Problem to work on: Could you pick up the cybersecurity study notes below and continue them from their last line?

Source passage:
▬▬▬▬▬▬

SOC - Security Operations Center: 24/7 cybersecurity monitoring by a security team. ArcticWolf, Blackpoint, or Huntress…
SIEM – Security Information and Event Management: Logging and data correlation. Examples: Elastic, Microsoft Sentinel, Splunk, Zeek.
SOAR – Security Orchestration and Response: Automation tooling.
DLP – Data loss prevention: Ensures our data stays with us.
FIM – File integrity monitoring: Detects file changes.
Email Security Gateways: Protect email systems from users clicking bad URLs, attachments, phishing. Examples: Mimecast, Proofpoint. Builds in sandboxes for securely detonating malware.
Vulnerability scanners: Performs vulnerability scanning/automated security checks. Examples: Nessus, OWASP ZAP, Nmap.
Phishing awareness: Send internal phishing emails to staff. Example: KnowBe4.
Secrets manager: Password safe/key management tools. Example: Keeper.
GRC tools: Tools for managing risk and compliance to-do’s, status, audit evidence, etc. Example: Drata.
Symmetric Encryption: Uses the same key to decrypt and encrypt. Example: AES – Advanced Encryption Standard.
Asymmetric Encryption: Uses different keys to decrypt and encrypt. Examples: RSA and SHA.
Module 2: Vulnerability & Threat Management
Threat Actors:
Script Kiddies: Generally unskilled, novice.
Skilled Hackers.
Hacktivists: Hack for a “cause” they care about.
Criminal Enterprises.
Nation States: Known as Advanced Persistent Threats (APTs).
Competitors/Corporate Espionage.
Insider Threats: Accidental human error, Negligence/knew better, Purposeful/deliberate.
Top Threat Actions:
Ransomware: Stealing and ransom’ing data by encrypting files with malware and extorting the victim.
Business Email Compromise – BEC: Hijacking emails/email accounts.
Denial of Service – DOS/DDOS: Impacting Service Availability.
Supply Chain Attacks: Impacting your security by hacking the vendors and third-party services/products you use.
Vulnerability Management Programs: Consist of:
Code Review.
Vulnerability Scanning:
Tools to see open ports, services running, patch levels.
SAST – static testing during code writing.
DAST – dynamic testing in production.
Penetration Testing: Human-led testing to “break the door down”, often outsourced. Simulates an attacker.
Threat Modeling: Types: DREAD, STRIDE, PASTA.
Defense in Depth/Layered Security
Network Segmentation: Using subnets/VLANs (virtual LANs) to split up the environment so the network isn’t “flat”.
Module 3: Governance, Risk, Compliance
What is GRC?:
Governing IT and IT security: The people, policies, processes, and procedures.

▬▬▬▬▬▬

Rows:
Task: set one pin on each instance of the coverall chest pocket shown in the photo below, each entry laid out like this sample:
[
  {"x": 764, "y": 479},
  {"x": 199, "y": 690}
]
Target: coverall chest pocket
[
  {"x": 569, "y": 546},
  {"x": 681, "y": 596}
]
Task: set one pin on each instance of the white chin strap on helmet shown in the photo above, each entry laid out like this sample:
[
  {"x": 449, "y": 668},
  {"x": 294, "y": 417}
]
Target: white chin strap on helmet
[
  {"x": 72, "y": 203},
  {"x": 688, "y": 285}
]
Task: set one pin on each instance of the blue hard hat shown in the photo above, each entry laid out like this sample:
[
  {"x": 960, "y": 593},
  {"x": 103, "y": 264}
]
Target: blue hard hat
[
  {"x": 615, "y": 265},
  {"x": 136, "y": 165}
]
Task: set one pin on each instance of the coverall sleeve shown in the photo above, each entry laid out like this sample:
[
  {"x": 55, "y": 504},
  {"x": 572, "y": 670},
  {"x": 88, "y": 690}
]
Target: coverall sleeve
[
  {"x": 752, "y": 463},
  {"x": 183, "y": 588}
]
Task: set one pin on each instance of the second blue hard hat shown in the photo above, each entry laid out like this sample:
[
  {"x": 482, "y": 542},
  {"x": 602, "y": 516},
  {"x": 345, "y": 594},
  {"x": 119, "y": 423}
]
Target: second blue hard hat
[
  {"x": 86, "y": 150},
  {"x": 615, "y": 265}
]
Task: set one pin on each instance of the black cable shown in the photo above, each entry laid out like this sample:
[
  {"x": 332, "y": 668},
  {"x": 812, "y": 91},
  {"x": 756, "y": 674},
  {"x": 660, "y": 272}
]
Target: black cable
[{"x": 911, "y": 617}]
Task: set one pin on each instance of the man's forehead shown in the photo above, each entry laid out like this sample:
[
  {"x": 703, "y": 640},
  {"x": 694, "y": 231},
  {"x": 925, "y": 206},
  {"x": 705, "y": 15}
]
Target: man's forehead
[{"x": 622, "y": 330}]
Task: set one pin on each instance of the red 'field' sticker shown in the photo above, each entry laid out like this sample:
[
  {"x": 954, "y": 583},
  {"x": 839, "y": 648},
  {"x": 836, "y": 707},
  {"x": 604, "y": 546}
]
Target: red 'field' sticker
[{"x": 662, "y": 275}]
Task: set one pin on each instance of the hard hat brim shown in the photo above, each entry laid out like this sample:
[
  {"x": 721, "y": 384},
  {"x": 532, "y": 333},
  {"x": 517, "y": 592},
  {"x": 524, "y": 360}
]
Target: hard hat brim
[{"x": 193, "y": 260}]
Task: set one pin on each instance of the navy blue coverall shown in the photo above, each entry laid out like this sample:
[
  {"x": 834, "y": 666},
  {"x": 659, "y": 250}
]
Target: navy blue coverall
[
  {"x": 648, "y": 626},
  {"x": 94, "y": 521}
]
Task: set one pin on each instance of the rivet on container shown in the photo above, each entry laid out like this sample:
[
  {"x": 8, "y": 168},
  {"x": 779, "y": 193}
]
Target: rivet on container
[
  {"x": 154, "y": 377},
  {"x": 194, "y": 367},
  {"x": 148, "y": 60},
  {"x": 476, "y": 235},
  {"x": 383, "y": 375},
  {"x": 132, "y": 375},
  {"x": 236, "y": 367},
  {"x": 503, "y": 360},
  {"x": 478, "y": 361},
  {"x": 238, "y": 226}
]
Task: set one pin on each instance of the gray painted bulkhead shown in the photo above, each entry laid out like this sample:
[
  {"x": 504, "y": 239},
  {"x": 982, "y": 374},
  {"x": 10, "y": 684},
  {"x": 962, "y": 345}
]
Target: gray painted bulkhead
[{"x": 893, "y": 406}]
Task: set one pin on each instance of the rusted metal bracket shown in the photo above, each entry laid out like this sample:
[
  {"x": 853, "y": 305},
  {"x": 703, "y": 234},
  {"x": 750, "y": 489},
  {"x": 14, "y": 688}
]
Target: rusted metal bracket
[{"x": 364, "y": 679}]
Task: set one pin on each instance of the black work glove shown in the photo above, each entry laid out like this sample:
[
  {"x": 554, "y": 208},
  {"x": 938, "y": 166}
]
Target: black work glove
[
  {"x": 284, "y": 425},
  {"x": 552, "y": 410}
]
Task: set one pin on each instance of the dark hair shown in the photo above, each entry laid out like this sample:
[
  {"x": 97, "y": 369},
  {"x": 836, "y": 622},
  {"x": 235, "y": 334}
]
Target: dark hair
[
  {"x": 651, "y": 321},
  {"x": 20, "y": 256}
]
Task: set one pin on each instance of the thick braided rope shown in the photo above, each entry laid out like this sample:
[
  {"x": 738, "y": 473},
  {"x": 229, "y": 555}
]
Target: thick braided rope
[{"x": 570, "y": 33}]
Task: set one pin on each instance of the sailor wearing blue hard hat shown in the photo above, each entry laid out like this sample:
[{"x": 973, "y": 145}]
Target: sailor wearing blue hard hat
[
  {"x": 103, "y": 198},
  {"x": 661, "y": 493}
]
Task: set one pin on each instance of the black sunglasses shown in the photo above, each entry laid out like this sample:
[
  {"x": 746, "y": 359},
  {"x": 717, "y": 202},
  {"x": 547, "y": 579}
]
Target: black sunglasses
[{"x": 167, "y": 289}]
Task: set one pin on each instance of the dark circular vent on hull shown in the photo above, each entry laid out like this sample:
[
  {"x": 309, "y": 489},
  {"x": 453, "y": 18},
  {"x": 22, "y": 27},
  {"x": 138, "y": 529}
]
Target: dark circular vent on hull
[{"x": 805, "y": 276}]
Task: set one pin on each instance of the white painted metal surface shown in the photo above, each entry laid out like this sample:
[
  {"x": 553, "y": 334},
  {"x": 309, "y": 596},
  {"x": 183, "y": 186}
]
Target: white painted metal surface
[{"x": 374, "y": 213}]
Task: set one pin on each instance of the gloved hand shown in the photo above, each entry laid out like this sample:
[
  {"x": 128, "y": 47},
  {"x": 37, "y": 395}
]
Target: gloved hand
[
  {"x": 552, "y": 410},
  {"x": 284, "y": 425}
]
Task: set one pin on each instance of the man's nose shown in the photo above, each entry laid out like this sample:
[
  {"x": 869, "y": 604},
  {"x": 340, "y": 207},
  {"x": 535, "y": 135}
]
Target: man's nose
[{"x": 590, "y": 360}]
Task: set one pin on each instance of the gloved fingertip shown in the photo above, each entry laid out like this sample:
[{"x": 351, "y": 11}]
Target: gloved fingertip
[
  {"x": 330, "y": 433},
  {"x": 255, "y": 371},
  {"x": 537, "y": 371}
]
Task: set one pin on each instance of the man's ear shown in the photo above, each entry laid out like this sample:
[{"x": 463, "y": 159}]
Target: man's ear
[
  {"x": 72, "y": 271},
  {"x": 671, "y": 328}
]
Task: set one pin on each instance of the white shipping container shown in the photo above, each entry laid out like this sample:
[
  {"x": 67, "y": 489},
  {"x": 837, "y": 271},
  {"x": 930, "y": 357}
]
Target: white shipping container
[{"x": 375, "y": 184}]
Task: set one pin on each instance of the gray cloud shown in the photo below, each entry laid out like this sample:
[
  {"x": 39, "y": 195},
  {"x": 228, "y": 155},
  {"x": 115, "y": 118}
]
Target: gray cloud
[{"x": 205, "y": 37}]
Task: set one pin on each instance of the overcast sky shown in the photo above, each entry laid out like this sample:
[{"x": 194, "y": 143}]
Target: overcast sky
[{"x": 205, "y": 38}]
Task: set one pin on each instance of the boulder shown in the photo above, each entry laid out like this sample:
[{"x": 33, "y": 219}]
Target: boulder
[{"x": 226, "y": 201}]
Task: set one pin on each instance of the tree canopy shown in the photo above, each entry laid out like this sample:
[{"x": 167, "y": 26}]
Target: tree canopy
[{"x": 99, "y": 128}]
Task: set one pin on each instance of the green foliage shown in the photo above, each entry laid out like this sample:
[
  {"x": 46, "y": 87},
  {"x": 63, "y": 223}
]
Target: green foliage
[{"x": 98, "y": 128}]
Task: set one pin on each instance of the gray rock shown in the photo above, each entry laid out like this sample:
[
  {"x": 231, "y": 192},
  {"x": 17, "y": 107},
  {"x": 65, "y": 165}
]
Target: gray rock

▬▬▬▬▬▬

Reply to the exercise:
Risk management: Determining how threats and vulnerabilities could impact your organization.
Compliance: Following industry standards, laws, and regulations.
How Risk is Calculated:
Likelihood of risk occurrence.
Impact of the risk if it occurs.
Threat + Vulnerability = Risk.
Risk doesn’t exist without the presence of both.
ARO – Annual Rate of Occurrence – how many times in a year something will need to be done.
SLE – Single Loss Expectancy - How much it costs to replace something one-time.
ALE – Annual Loss Expectancy – How much it costs to replace something in a given year.
Example:
\$10,000 server that will fail once in 10 years.
Risk Management Strategies:
Risk acceptance: Making no changes.
Risk mitigation: Implementing additional security features.
Risk avoidance: Deciding not to do something any longer.
Risk transference: Shifting the risk (e.g., insurance, outsourcing).
Information Security Policies:
Information Security Policy: Broadly defines the why and what of an organization’s cyber objectives “don’t do this thing because it’s bad.”
Standards: Quantifiable measures that define the what and how “check the firewall rules once per month.”
Procedures: Specific steps “during a security incident, do this checklist.”
Guidelines: Recommendations and best practices “keep these items in mind when doing this activity.”
Security Frameworks:
NIST CSF: General cybersecurity framework.
NIST RMF: General risk management framework.
NIST PF: General data privacy framework.
NIST SP 800-53: Complex security framework mostly intended for US government agencies themselves
NIST SP 800-171: Moderate security framework mostly intended for organizations that work with the government (such as defense contractors)
CIS CSC: Computer Internet Security Critical Security Controls. A general security framework written by CIS, a non-profit cybersecurity organization.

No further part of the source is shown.